Instruction 1: Rewrite the Vermont court opinion starting at "Supreme Court of" and ending at "Montpelier, for Defendant-Appellant.", putting "Burlington" in place of "Montpelier".
Instruction 2: Carry the Vermont probation-revocation opinion forward from its last sentence.

Quoted text:

Supreme Court of Vermont

March 25, 2016

State of Vermont
v.
Thomas Gauthier

On Appeal from v. Superior Court, Orange Unit, Criminal Division

William H. Sorrell, Attorney General, and Evan Meenan, Assistant Attorney General, Montpelier, for Plaintiff-Appellee.

Matthew F. Valerio, Defender General, and Joshua O’Hara, Appellate Defender, Montpelier, for Defendant-Appellant.

PRESENT: Reiber, C.J., Dooley, Skoglund and Robinson, JJ., and Burgess, J. (Ret.), Specially Assigned

DOOLEY, J.

¶ 1. Defendant Thomas A. Gauthier appeals from the trial court's order revoking his probation. Defendant argues that the probation conditions that the court determined he had violated are unenforceable because he claims the conditions were not part of "a certificate explicitly setting forth the conditions" of probation, as required by 28 V.S.A. § 252(c). Defendant also raises challenges to specific conditions, arguing that they are contradictory or vague and not enforceable. We affirm.

¶ 2. The facts are taken from the record and are uncontested, except when indicated.

In May 2009, defendant was charged with one count of engaging in a sexual act with a person under the age of sixteen, 13 V.S.A. § 3252(c), a felony, and one count of furnishing alcohol to a person under the age of twenty-one, 7 V.S.A. § 658(a)(1). The charges arose from an April 2009 incident in which defendant, then age twenty, had intercourse with a fifteen-year-old girl in the back of a car after a night of drinking alcohol and smoking marijuana.

¶ 3. In November 2009, defendant and the State entered into a deferred-sentencing agreement. See 13 V.S.A. § 7041(a) (authorizing court to defer sentencing and place defendant on probation under conditions). Under the terms of that agreement, the State dismissed the furnishing-alcohol charge, defendant pleaded guilty to the sexual-act charge, and sentencing was deferred for five years while defendant was placed on probation, which required him to conform to several conditions. The trial court accepted the agreement in March 2010.

Items:
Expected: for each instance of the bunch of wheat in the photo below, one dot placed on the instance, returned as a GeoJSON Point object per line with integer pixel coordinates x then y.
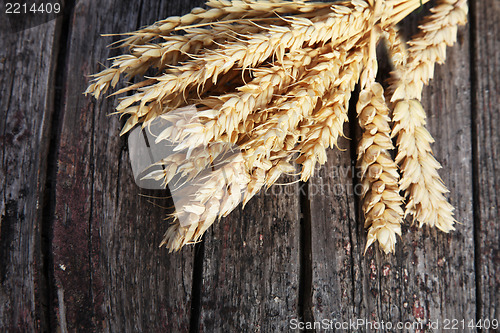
{"type": "Point", "coordinates": [275, 78]}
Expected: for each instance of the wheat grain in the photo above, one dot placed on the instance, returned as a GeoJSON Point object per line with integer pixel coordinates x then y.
{"type": "Point", "coordinates": [273, 79]}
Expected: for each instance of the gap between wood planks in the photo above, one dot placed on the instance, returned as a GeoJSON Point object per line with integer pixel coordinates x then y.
{"type": "Point", "coordinates": [476, 215]}
{"type": "Point", "coordinates": [58, 80]}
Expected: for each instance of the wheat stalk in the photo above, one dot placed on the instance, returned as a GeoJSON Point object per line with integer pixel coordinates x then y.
{"type": "Point", "coordinates": [271, 82]}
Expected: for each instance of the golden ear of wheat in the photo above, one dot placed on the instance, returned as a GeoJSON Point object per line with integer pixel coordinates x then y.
{"type": "Point", "coordinates": [274, 79]}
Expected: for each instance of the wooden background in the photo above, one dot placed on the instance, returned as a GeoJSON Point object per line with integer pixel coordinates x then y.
{"type": "Point", "coordinates": [79, 246]}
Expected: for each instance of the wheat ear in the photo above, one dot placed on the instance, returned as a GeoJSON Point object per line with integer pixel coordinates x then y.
{"type": "Point", "coordinates": [420, 180]}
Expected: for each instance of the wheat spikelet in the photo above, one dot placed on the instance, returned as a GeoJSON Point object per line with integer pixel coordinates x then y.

Written reply 1:
Supreme Court of Vermont

March 25, 2016

State of Vermont
v.
Thomas Gauthier

On Appeal from v. Superior Court, Orange Unit, Criminal Division

William H. Sorrell, Attorney General, and Evan Meenan, Assistant Attorney General, Burlington, for Plaintiff-Appellee.

Matthew F. Valerio, Defender General, and Joshua O’Hara, Appellate Defender, Burlington, for Defendant-Appellant.

Written reply 2:
¶ 4. In June 2010, the State filed a violation-of-probation complaint against defendant, alleging that he had been out of state without permission in violation of one of the conditions in his deferred-sentence agreement. Defendant admitted the violation, and the trial court imposed sentence at an October 2010 hearing. See id. § 7041(e) ("Upon violation of the terms of probation or of the deferred sentence agreement, the court shall impose sentence.").

¶ 5. At the sentencing hearing in connection with that violation of probation, the State proposed a deal whereby the court would impose a zero-to-four-year sentence, all suspended, and would impose the probation conditions in the original deferred-sentencing agreement as well as "some special sex-offender treatment conditions that the Department of Corrections uses in these types of cases." Defendant expressed concern that the condition restricting contact with people under the age of eighteen would interfere with his relationship with his then-nine-month-old daughter, but ultimately accepted the State's offer. The court imposed "a sentence of zero to four years, all suspended with probation; the same probationary conditions that previously existed, as well as the special sex-offender conditions that have been marked as State's 1."

¶ 6. The probation order issued by the court consists of one page with a two-page attachment. The initial page lists several conditions and references "State's 1, attached conditions, " and the two-page attachment is labeled with a "State's 1" exhibit sticker. The attachment contains a list of additional conditions, and each condition is preceded by a box. None of the boxes are checked. The probation order was signed by the court, defendant's probation officer, and defendant. Defendant did not appeal his sentence. Subsequently, defendant filed motions to modify several conditions, including some on the attached list, indicating that he understood he was bound by them.

¶ 7. Defendant's probation officer filed several probation-violation complaints, alleging defendant had accessed social media sites and pornography, possessed alcohol, been in a place where children congregate, and violated his curfew. Defendant disputed the violations, but did not argue that the probation order failed to provide him with proper statutory notice. Following a contested hearing, the court found that defendant violated the following probation conditions: (1) drinking alcohol; (2) accessing and loitering in places where children congregate; and (3) violating his curfew. Based on these violations, the court revoked defendant's probation.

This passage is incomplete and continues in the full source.